■ YOUR OBJECTIVE: The lines to copy are those in the listing below that contain the word "query".

--- DATASET RECORDS ---

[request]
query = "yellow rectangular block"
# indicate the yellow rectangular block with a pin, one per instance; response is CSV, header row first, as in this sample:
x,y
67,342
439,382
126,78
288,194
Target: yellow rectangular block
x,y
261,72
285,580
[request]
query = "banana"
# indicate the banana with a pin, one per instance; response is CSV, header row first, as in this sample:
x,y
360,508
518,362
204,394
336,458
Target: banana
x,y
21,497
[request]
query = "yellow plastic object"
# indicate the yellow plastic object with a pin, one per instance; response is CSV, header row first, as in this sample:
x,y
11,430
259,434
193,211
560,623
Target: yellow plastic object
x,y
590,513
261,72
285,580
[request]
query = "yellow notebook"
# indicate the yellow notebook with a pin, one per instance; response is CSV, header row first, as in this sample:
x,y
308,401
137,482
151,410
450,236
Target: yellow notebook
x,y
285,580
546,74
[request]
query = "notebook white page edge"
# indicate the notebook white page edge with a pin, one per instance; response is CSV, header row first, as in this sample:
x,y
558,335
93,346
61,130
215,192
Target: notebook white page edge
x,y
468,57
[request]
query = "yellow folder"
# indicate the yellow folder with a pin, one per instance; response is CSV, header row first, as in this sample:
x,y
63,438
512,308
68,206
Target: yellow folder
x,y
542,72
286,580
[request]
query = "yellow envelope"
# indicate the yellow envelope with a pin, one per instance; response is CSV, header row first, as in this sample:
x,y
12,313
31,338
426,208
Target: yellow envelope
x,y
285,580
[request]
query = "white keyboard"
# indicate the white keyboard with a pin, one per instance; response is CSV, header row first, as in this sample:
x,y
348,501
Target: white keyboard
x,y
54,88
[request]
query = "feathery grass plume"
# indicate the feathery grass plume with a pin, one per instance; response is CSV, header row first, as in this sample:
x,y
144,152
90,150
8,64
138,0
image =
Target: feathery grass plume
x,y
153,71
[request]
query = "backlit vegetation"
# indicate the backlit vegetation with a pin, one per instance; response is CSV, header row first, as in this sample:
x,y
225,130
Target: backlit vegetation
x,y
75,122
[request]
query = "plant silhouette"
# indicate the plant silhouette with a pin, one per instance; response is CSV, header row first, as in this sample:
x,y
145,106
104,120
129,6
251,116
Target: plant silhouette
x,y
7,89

---

■ OUTPUT FOR THIS TASK:
query = "yellow rectangular block"
query = "banana"
query = "yellow plastic object"
query = "yellow notebook"
query = "notebook white page edge"
query = "yellow folder"
query = "yellow envelope"
query = "white keyboard"
query = "feathery grass plume"
query = "backlit vegetation"
query = "plant silhouette"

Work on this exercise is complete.